STATED GOAL: Rescale the material from the line containing "point: shower head" through the end of the material, reproducing every line in that span. Multiply each answer coordinate by 2.4 and round to the nearest whole number, with halves rounded up; leave all other lines and their sample coordinates unchanged.
***** DATA EXTRACT
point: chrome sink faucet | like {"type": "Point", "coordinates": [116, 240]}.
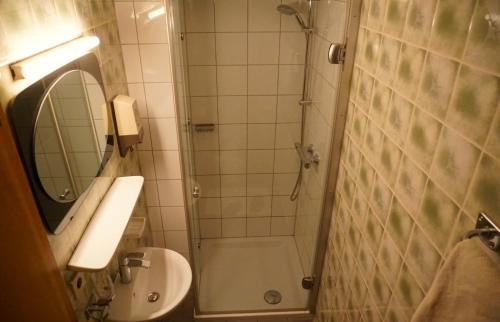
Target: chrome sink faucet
{"type": "Point", "coordinates": [135, 259]}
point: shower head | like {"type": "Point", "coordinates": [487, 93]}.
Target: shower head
{"type": "Point", "coordinates": [289, 11]}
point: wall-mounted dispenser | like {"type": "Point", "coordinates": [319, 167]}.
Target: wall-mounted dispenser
{"type": "Point", "coordinates": [128, 128]}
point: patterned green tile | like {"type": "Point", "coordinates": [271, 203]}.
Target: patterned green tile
{"type": "Point", "coordinates": [376, 14]}
{"type": "Point", "coordinates": [437, 84]}
{"type": "Point", "coordinates": [451, 25]}
{"type": "Point", "coordinates": [373, 232]}
{"type": "Point", "coordinates": [399, 225]}
{"type": "Point", "coordinates": [408, 292]}
{"type": "Point", "coordinates": [387, 63]}
{"type": "Point", "coordinates": [371, 50]}
{"type": "Point", "coordinates": [484, 45]}
{"type": "Point", "coordinates": [423, 138]}
{"type": "Point", "coordinates": [398, 121]}
{"type": "Point", "coordinates": [365, 178]}
{"type": "Point", "coordinates": [455, 162]}
{"type": "Point", "coordinates": [364, 91]}
{"type": "Point", "coordinates": [409, 70]}
{"type": "Point", "coordinates": [485, 189]}
{"type": "Point", "coordinates": [389, 161]}
{"type": "Point", "coordinates": [373, 141]}
{"type": "Point", "coordinates": [422, 258]}
{"type": "Point", "coordinates": [419, 21]}
{"type": "Point", "coordinates": [389, 259]}
{"type": "Point", "coordinates": [380, 198]}
{"type": "Point", "coordinates": [395, 17]}
{"type": "Point", "coordinates": [379, 106]}
{"type": "Point", "coordinates": [474, 102]}
{"type": "Point", "coordinates": [437, 215]}
{"type": "Point", "coordinates": [493, 144]}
**********
SOLUTION TO THIS PROBLEM:
point: shower head | like {"type": "Point", "coordinates": [487, 93]}.
Target: shower head
{"type": "Point", "coordinates": [694, 26]}
point: wall-mounted dispenser | like {"type": "Point", "coordinates": [319, 167]}.
Target: wall-mounted dispenser
{"type": "Point", "coordinates": [307, 307]}
point: patterned green tile | like {"type": "Point", "coordinates": [271, 203]}.
Target: patterned green tile
{"type": "Point", "coordinates": [902, 34]}
{"type": "Point", "coordinates": [1049, 202]}
{"type": "Point", "coordinates": [1082, 60]}
{"type": "Point", "coordinates": [895, 557]}
{"type": "Point", "coordinates": [958, 540]}
{"type": "Point", "coordinates": [979, 701]}
{"type": "Point", "coordinates": [929, 151]}
{"type": "Point", "coordinates": [890, 120]}
{"type": "Point", "coordinates": [1162, 108]}
{"type": "Point", "coordinates": [1015, 331]}
{"type": "Point", "coordinates": [955, 290]}
{"type": "Point", "coordinates": [876, 427]}
{"type": "Point", "coordinates": [1092, 389]}
{"type": "Point", "coordinates": [874, 218]}
{"type": "Point", "coordinates": [982, 168]}
{"type": "Point", "coordinates": [1164, 454]}
{"type": "Point", "coordinates": [934, 386]}
{"type": "Point", "coordinates": [895, 338]}
{"type": "Point", "coordinates": [1013, 619]}
{"type": "Point", "coordinates": [1006, 50]}
{"type": "Point", "coordinates": [934, 622]}
{"type": "Point", "coordinates": [912, 475]}
{"type": "Point", "coordinates": [948, 41]}
{"type": "Point", "coordinates": [910, 254]}
{"type": "Point", "coordinates": [1138, 245]}
{"type": "Point", "coordinates": [1049, 516]}
{"type": "Point", "coordinates": [1183, 346]}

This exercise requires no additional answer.